The panel discussion among the CIOs was an attempt to unravel the seed of the perennial discussion on the endangered CIO. All the panelists had close to three decades of experience each with more than half their tenure as the head honcho. They were beacons of success and looked up to by every aspiring and junior CIO. News and views on the waning influence, diminishing power, struggle to hold on to budgets, and finally with every new technology an adverse opinion required a platform to unravel the reality and learn from the learned.
The CIO clarified his position: CIOs should not get into comfort zones and shun risks that may require a different level of thinking. They should be risk takers, and as they take on the unconventional, it is natural to feel insecurity; the opposite being complacency, insecurity is a preferred state of mind. Insecurity ensures that complacency does not set in and that the CIO will think out of the box and explore all options before taking a decision. The calculated risk and the accompanying insecurity are essential to keep the bar of performance high.

━━━

### [WORK INSTRUCTIONS]
• 1. In the passage on CIOs, why is insecurity called a preferred state of mind? Answer in one to three sentences.
• 2. Pick up the passage on CIOs after its final sentence and keep writing.

(Dataset items)
━━━

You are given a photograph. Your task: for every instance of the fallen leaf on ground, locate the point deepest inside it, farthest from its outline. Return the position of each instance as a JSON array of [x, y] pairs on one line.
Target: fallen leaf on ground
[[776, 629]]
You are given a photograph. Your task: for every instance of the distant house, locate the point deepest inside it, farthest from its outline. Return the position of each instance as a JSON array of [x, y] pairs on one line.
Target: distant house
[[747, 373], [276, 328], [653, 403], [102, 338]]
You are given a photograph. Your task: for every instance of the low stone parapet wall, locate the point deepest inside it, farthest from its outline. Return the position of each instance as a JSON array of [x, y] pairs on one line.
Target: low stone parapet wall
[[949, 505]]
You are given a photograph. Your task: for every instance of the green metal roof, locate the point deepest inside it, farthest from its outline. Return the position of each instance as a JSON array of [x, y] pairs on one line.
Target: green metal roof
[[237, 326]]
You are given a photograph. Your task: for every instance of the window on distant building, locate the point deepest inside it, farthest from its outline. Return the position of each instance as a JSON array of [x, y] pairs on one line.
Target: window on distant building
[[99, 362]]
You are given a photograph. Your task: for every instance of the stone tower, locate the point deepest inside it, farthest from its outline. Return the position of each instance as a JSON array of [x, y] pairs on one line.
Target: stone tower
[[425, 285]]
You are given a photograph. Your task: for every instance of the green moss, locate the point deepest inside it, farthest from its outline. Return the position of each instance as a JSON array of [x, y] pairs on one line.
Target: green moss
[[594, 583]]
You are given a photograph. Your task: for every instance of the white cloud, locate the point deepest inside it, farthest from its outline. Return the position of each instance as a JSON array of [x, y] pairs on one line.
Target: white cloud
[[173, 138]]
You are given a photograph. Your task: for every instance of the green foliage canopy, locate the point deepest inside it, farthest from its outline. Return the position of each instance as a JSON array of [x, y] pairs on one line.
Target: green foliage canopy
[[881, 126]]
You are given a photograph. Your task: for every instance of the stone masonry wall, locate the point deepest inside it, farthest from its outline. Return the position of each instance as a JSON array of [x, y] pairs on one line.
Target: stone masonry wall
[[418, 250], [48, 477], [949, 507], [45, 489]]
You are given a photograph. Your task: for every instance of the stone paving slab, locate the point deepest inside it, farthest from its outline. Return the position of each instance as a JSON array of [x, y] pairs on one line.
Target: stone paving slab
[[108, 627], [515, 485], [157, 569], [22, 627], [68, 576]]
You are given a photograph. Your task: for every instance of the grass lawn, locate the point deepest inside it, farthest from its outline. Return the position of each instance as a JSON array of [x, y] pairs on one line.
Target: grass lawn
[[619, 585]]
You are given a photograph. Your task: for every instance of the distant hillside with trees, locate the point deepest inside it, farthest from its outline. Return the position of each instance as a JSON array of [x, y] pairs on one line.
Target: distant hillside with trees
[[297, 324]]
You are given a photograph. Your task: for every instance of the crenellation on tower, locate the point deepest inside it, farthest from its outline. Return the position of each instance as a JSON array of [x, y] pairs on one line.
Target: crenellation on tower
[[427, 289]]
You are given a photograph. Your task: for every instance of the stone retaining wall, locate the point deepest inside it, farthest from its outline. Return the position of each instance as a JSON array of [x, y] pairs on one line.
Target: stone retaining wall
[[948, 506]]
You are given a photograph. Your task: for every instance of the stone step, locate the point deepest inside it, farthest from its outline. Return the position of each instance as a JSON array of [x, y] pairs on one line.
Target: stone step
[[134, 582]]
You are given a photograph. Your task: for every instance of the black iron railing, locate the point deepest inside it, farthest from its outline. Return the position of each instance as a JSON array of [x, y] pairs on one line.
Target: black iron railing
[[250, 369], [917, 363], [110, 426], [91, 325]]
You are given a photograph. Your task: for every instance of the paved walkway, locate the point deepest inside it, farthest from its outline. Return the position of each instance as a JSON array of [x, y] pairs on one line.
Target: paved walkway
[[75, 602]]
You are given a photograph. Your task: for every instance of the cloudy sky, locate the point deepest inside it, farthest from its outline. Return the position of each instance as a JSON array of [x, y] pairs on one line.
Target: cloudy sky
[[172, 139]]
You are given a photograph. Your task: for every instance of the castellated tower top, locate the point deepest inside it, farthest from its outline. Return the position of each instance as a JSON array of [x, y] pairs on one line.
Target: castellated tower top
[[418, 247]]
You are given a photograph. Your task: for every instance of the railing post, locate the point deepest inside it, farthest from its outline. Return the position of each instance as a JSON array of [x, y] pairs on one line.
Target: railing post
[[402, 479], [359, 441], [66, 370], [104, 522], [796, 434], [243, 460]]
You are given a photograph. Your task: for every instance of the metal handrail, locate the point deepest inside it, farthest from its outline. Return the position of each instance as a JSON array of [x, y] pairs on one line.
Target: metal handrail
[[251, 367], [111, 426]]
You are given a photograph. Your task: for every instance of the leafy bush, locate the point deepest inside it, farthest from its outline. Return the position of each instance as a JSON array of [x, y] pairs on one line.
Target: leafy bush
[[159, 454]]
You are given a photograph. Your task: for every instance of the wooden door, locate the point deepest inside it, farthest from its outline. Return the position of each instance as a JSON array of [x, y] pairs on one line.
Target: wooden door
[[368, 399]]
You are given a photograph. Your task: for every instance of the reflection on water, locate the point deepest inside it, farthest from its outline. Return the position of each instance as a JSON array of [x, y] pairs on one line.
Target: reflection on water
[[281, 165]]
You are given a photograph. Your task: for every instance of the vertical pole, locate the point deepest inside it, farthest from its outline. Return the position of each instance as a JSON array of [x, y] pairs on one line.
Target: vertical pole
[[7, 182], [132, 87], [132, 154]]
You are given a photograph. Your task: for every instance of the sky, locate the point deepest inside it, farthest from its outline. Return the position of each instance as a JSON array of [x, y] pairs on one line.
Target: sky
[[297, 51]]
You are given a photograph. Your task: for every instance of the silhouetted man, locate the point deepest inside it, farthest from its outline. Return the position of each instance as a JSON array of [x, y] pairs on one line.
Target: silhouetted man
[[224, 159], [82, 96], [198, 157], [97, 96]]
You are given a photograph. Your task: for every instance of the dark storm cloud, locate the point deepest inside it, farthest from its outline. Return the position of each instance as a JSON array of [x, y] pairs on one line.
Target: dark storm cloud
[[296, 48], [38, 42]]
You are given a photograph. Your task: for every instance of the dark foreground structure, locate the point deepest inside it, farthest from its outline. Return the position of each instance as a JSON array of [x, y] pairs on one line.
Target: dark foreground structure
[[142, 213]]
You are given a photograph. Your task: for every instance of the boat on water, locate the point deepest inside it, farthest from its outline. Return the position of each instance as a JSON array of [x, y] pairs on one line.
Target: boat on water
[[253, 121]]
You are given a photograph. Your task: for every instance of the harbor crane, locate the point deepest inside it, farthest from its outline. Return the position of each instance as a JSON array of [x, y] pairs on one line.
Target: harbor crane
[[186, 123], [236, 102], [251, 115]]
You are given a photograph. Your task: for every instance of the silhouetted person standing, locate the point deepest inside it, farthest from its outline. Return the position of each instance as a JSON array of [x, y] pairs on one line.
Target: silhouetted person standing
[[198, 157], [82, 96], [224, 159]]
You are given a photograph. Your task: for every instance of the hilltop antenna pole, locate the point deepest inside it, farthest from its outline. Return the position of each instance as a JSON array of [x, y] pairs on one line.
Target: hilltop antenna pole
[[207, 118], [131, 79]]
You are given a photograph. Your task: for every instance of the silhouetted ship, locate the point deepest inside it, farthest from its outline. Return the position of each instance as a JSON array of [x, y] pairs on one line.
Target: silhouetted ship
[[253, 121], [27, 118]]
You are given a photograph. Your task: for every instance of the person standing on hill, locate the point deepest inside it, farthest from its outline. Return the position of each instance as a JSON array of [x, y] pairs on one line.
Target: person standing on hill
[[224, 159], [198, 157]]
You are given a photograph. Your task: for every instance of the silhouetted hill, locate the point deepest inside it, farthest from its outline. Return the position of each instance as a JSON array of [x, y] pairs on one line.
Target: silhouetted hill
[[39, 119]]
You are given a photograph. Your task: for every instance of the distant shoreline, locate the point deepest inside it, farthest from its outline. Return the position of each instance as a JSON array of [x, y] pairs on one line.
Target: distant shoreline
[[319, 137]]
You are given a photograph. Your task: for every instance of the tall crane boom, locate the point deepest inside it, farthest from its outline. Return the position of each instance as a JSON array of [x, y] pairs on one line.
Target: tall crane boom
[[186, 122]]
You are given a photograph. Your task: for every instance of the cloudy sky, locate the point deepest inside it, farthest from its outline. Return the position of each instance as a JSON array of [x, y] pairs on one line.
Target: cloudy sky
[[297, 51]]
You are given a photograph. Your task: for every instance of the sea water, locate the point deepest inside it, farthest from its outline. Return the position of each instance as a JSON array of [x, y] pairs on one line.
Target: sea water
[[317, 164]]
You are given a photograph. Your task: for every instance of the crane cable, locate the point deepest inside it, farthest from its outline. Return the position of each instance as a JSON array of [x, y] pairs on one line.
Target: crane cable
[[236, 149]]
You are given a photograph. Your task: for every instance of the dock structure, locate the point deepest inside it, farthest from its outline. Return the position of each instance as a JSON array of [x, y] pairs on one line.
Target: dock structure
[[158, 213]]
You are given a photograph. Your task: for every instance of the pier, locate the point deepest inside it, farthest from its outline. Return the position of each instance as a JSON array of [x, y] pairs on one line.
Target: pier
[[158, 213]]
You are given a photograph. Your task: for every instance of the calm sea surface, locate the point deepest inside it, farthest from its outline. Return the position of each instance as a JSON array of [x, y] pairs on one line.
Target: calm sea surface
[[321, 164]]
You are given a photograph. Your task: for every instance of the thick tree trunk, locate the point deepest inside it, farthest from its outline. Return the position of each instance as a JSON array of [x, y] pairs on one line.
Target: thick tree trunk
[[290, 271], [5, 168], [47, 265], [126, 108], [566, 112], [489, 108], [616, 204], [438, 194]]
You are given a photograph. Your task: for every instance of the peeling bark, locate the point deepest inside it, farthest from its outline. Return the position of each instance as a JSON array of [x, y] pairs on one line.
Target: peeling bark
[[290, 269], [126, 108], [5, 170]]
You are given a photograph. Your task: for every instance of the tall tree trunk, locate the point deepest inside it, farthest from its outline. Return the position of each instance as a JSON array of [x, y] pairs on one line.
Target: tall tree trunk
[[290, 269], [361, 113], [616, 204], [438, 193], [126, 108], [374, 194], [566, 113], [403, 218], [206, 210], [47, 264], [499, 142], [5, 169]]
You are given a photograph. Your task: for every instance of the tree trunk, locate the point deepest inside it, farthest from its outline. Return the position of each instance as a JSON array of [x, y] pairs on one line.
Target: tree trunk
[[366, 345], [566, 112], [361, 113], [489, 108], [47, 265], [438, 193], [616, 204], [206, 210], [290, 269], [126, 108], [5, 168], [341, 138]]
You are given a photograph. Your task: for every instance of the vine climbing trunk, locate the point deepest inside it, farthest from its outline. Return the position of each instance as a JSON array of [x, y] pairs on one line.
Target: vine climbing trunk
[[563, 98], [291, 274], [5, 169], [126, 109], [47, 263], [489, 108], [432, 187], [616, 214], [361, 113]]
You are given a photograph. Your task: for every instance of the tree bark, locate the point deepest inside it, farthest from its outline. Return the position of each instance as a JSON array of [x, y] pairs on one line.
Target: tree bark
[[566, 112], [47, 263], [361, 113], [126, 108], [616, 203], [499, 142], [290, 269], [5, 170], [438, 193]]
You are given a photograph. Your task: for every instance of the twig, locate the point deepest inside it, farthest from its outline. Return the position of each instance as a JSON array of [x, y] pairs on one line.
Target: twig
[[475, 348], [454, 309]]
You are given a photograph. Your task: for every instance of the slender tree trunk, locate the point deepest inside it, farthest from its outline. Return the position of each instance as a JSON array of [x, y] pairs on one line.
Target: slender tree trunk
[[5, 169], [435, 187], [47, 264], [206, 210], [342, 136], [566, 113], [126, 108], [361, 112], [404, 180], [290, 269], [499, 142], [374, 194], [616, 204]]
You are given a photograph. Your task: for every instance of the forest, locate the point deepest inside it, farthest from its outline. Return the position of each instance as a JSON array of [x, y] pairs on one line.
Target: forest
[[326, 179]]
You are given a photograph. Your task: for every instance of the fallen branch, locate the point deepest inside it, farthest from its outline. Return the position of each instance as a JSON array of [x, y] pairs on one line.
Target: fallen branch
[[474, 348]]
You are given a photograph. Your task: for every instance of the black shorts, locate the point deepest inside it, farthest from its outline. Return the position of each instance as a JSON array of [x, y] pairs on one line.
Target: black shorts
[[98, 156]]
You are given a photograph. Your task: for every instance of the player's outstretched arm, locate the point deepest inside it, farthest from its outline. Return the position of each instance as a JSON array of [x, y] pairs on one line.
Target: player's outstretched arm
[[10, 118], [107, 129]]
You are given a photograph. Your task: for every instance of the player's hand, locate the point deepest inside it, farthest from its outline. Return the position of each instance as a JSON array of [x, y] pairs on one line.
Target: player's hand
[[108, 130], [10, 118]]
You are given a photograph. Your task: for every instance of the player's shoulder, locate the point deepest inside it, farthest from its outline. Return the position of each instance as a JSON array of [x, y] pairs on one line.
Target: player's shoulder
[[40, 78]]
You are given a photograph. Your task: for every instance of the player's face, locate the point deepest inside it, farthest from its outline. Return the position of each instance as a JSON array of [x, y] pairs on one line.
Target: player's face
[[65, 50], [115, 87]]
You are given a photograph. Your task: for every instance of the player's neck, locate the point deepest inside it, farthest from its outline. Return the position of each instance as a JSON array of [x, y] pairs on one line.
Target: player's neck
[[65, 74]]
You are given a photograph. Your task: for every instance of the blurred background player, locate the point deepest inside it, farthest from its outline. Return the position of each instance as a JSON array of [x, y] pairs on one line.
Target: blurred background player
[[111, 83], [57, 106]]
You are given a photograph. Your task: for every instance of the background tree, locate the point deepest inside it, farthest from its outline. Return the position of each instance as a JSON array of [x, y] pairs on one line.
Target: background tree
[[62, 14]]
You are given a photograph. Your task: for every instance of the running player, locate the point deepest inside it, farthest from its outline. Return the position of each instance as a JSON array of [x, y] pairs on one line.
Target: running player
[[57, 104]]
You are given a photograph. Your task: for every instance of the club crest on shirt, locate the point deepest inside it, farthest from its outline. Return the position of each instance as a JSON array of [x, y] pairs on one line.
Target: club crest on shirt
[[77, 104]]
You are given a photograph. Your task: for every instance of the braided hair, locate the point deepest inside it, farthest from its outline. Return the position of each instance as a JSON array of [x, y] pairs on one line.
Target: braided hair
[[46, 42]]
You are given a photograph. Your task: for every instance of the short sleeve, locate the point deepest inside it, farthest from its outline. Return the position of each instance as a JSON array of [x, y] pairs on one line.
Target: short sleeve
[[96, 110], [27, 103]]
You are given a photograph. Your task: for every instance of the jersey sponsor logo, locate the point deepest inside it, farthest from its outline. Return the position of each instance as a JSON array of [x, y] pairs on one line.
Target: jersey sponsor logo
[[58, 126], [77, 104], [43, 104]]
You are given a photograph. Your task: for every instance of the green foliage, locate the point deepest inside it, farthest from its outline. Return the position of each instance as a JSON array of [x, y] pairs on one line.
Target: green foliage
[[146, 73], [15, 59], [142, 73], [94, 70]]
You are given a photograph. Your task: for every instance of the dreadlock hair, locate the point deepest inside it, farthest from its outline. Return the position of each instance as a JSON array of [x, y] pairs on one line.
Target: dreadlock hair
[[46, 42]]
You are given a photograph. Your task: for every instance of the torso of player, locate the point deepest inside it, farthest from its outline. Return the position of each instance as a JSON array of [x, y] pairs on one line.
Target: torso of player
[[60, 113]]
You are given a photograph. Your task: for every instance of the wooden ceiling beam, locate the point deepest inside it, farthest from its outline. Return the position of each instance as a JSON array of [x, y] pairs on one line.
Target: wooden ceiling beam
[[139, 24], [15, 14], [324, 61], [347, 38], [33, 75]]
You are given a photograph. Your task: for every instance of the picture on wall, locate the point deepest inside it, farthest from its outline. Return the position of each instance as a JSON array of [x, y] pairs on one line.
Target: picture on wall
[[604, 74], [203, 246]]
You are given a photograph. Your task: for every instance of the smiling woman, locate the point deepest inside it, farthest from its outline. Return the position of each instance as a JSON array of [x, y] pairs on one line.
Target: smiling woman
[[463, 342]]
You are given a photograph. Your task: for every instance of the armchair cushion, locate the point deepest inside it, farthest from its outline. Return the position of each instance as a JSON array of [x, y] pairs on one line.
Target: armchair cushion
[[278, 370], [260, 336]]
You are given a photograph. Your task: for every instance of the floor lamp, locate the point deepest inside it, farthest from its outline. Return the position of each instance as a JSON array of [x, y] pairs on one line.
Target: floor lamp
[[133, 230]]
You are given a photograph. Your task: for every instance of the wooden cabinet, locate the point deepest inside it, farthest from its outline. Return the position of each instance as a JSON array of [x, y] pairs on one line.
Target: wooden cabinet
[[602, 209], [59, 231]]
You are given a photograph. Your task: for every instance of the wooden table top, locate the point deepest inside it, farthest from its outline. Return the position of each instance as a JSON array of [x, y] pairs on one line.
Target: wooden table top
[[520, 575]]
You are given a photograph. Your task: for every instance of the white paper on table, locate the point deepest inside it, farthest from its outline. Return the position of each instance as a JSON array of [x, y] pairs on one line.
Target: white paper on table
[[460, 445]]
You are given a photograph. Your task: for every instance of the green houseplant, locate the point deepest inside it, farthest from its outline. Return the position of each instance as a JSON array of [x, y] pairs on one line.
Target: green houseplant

━━━

### [THE REPLIES]
• 1. Insecurity is preferred because its opposite is complacency. Feeling insecure keeps complacency from setting in and pushes the CIO to think out of the box and explore all options before making a decision.

• 2.
Are CIOs really an insecure lot? Are CXOs really insecure about their future? Do they really live in a world of uncertainty with no visibility of how their role will change for the good or worse? Do utterings from a motley lot of opinionates indeed make their daunting predictions require rebuttal? The group largely disagreed and opined that once for all this debate should be put to rest; not just by argument, but by actions which shall strongly signify reality as it is, giving a burial to this postulation.
A potential solution was proposed by one: CIOs are reluctant communicators; they send occasional status reports, outage notices, a project go-live or delay, and a few times an update on the industry or a new trend. A lot of the good work done by the IT organization remains unnoticed or unappreciated only to be negated when something fails. There is almost no match to the communication sent by other CXOs or their functions on specific/generic issues internally or externally. This commentary is rarely matched by IT.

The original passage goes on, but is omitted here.